„Tatort“ ist Kult - von Trimmel bis Tukur
Berlin (dpa) - Hätte er von der Lawine geahnt, die er damals auslöste, Walter Richter hätte sich darauf noch eine dicke Zigarre und einen Cognac im Dienst gegönnt: Als der 65-jährige Schauspieler mit dem Rollennamen Paul Trimmel am 29. November 1970 das „Taxi nach Leipzig“ bestieg, war der erste ARD-„Tatort“ geboren.
Generationen von Kommissaren sollten Walter Richter alias Trimmel folgen. Jetzt, 40 Jahre nach seiner Premiere, ist der Kult-Krimi aus den deutschen Haushalten nicht mehr wegzudenken. Walter Richter musste zwischen den Staaten ermitteln und überschritt dabei auch undercover die Grenze zur DDR, die damals mit Bau-Containern nachgestellt wurde. Trimmel legte sich mit DDR- Polizisten an und streckte sogar einen mit einem gekonnten Faustschlag nieder. Der tapfere Hamburger Kommissar schaffte es auf seiner Irrfahrt durch den anderen Teil Deutschlands bis zum Leipziger Flughafen, für den der Hamburger Airport damals nur leicht umdekoriert wurde.
Heute ist „Taxi nach Leipzig“ ein unvergessener Klassiker, auch auf DVD zu haben. Der „Tatort“ hat Geschichte und Geschichten geschrieben. Wie zum Beispiel 1977 im „Reifezeugnis“, als Christian Quadflieg als Gymnasiallehrer ein Verhältnis mit seiner Schülerin Sina (Nastassja Kinski) hatte und ganz Deutschland am Montag darauf über den Wolfgang-Petersen-Krimi diskutierte. Kommissar Finke (Klaus Schwarzkopf) aus Kiel musste damals den Mord an der Schülerin aufklären.
Finke, Trimmel - vom Typ her eher muffige Beamtenspießer. Mit dem Zollfahnder Kressin (Sieghardt Rupp), der 1971 bis 1973 seinen Dienst verrichtete, dem charmanten Kommissar Haferkamp (Hansjörg Felmy), der 1980 den Dienst quittierte, und dem schlagfertigen Schimanski (Götz George), der 1991 mit seinem Partner Eberhard Feik (er starb 1994) ausschied, entwickelte sich eine Männerriege, die nicht nur die Gangster dingfest machte, sondern auch Frauenherzen höherschlagen ließ. „Schimis“ Currywurstgenuss und seine ungewaschene Jacke wurden zu Markenzeichen.

* [Liste der Datensätze]:
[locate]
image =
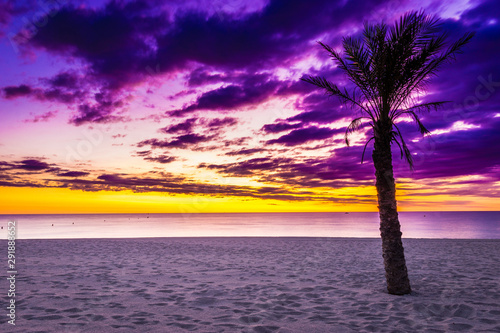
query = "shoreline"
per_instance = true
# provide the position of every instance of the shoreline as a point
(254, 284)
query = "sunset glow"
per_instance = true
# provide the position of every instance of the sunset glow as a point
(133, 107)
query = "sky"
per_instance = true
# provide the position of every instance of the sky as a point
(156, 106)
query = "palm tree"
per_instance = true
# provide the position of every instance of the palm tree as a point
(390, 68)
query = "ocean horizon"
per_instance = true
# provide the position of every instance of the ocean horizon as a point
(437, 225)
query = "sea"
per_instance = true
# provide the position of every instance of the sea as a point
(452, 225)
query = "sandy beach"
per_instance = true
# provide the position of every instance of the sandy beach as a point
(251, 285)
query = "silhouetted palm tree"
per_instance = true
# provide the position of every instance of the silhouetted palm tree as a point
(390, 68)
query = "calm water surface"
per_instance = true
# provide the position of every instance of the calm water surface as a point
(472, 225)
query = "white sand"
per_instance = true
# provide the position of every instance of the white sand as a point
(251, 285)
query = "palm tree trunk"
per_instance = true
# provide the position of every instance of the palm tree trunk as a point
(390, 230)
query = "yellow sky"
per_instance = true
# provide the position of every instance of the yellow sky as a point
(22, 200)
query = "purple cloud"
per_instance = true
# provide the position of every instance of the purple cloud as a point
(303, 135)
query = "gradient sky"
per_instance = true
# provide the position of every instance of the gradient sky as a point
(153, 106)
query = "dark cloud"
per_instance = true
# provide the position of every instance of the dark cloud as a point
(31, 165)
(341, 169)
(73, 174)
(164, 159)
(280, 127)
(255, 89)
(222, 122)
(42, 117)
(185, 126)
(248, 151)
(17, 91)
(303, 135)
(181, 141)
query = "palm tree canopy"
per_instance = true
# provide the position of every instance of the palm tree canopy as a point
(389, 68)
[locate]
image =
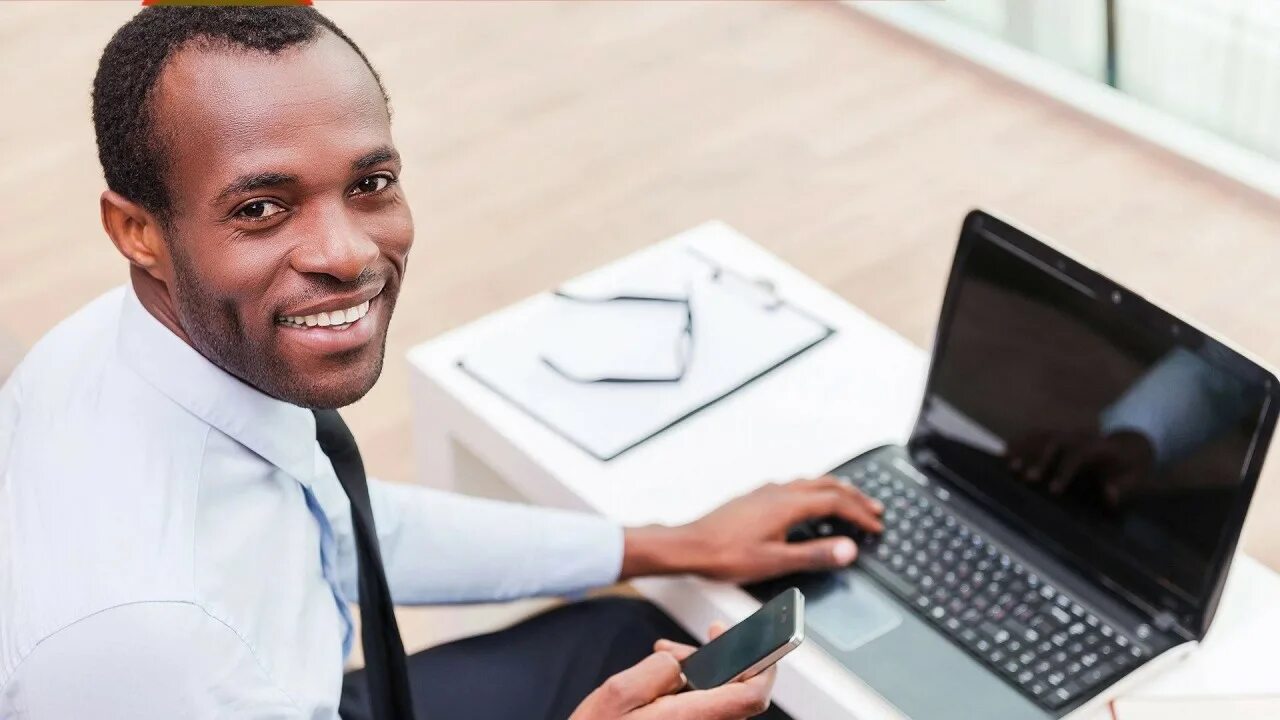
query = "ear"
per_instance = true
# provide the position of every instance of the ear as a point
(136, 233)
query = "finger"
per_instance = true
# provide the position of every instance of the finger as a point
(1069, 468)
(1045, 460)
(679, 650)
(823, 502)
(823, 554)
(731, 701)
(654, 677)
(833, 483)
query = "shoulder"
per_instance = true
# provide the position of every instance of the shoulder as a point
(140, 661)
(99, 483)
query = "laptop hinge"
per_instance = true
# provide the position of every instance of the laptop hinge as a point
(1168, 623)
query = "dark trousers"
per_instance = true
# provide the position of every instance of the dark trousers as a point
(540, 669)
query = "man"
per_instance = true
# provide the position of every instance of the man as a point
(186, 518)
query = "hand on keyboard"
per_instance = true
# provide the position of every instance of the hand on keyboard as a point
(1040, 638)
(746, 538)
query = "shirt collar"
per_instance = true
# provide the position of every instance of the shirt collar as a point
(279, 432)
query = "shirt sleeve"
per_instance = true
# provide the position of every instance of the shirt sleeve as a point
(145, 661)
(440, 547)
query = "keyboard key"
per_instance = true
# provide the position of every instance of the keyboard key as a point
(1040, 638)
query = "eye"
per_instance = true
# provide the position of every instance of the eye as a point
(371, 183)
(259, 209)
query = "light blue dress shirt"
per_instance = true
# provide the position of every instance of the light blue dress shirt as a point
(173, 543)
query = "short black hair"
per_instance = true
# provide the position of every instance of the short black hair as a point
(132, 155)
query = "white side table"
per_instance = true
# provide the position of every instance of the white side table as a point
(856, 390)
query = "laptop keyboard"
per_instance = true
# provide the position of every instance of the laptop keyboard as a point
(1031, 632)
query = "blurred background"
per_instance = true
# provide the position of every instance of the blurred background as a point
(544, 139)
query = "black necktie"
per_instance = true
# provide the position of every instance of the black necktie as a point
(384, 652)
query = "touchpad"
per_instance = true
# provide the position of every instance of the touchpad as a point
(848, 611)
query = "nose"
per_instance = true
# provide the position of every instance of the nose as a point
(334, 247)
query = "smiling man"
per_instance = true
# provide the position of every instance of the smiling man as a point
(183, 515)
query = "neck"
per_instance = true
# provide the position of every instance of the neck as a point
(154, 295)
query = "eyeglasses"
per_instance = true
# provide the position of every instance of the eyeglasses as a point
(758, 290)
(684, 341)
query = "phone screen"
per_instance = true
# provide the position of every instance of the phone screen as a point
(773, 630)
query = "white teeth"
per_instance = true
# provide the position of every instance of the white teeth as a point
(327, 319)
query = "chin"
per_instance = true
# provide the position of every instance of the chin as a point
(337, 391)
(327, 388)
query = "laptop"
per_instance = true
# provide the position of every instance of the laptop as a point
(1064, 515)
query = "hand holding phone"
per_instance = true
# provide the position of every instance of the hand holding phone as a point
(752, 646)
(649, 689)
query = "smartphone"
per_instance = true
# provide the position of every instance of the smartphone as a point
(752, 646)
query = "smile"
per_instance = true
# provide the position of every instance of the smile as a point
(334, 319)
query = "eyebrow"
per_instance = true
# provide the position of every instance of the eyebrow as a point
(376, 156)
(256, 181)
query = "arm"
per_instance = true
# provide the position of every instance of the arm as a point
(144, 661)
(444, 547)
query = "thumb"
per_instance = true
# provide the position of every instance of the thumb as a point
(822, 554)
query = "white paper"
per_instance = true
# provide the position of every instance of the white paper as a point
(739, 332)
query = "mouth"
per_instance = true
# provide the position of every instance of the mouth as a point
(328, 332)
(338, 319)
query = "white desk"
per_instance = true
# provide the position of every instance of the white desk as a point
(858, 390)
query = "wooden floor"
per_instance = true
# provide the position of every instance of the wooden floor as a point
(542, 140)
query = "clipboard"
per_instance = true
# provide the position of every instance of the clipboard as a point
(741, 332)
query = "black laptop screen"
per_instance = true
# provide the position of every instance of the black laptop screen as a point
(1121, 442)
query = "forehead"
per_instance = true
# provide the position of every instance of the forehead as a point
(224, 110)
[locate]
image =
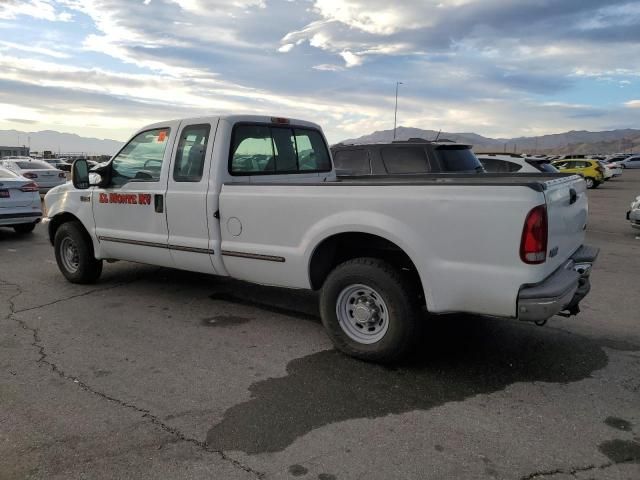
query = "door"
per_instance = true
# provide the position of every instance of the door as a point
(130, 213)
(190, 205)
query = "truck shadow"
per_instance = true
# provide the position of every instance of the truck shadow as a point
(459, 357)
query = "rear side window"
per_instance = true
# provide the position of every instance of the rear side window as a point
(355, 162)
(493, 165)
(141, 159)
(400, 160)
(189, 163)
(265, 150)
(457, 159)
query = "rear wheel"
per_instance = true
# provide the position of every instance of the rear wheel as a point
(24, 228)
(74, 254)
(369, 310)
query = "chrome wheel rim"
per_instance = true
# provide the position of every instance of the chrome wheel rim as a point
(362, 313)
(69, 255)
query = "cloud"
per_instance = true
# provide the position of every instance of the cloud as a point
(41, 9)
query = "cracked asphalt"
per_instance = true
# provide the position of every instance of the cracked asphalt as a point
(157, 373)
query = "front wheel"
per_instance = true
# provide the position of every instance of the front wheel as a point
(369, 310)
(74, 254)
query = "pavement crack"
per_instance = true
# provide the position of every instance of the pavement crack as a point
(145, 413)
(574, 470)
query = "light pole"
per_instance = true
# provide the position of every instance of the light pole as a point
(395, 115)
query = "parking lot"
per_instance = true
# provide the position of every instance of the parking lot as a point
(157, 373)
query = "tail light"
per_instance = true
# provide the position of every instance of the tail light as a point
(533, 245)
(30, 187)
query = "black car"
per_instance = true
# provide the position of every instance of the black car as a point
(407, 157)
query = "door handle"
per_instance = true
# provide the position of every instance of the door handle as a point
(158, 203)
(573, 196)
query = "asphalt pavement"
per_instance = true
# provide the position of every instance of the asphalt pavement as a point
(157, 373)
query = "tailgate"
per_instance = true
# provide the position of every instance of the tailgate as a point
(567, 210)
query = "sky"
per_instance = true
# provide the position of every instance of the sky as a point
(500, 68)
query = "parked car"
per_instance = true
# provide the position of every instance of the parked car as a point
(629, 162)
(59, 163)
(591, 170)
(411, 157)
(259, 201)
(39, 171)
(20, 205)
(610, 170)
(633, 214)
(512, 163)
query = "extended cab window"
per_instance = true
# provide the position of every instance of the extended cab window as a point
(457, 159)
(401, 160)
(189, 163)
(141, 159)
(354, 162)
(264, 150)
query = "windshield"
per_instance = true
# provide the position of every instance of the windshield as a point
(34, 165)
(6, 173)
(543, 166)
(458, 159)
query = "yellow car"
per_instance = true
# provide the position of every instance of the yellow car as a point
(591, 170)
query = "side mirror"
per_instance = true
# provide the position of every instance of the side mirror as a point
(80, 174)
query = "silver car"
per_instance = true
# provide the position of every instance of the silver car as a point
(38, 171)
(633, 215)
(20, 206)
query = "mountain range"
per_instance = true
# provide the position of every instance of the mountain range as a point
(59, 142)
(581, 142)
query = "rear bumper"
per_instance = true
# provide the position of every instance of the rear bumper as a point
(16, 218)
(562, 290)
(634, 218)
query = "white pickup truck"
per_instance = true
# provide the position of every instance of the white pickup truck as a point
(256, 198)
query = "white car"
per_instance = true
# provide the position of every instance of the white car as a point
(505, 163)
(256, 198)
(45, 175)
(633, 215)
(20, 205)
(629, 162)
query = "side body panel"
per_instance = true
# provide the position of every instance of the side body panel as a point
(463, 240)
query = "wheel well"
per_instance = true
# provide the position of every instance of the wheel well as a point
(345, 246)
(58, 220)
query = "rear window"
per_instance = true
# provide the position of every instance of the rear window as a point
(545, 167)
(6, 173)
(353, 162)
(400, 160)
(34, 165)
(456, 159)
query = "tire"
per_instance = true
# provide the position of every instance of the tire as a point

* [Aufgaben]:
1. An welchem Tag bestieg Paul Trimmel laut dem Text über den „Tatort“ das „Taxi nach Leipzig“?
2. Zähle alle Ermittlerfiguren auf, die der Text über den „Tatort“ mit ihrem Rollennamen nennt.

* [Lösungen]:
1. Am 29. November 1970.

2. Paul Trimmel, Finke, Kressin, Haferkamp, Schimanski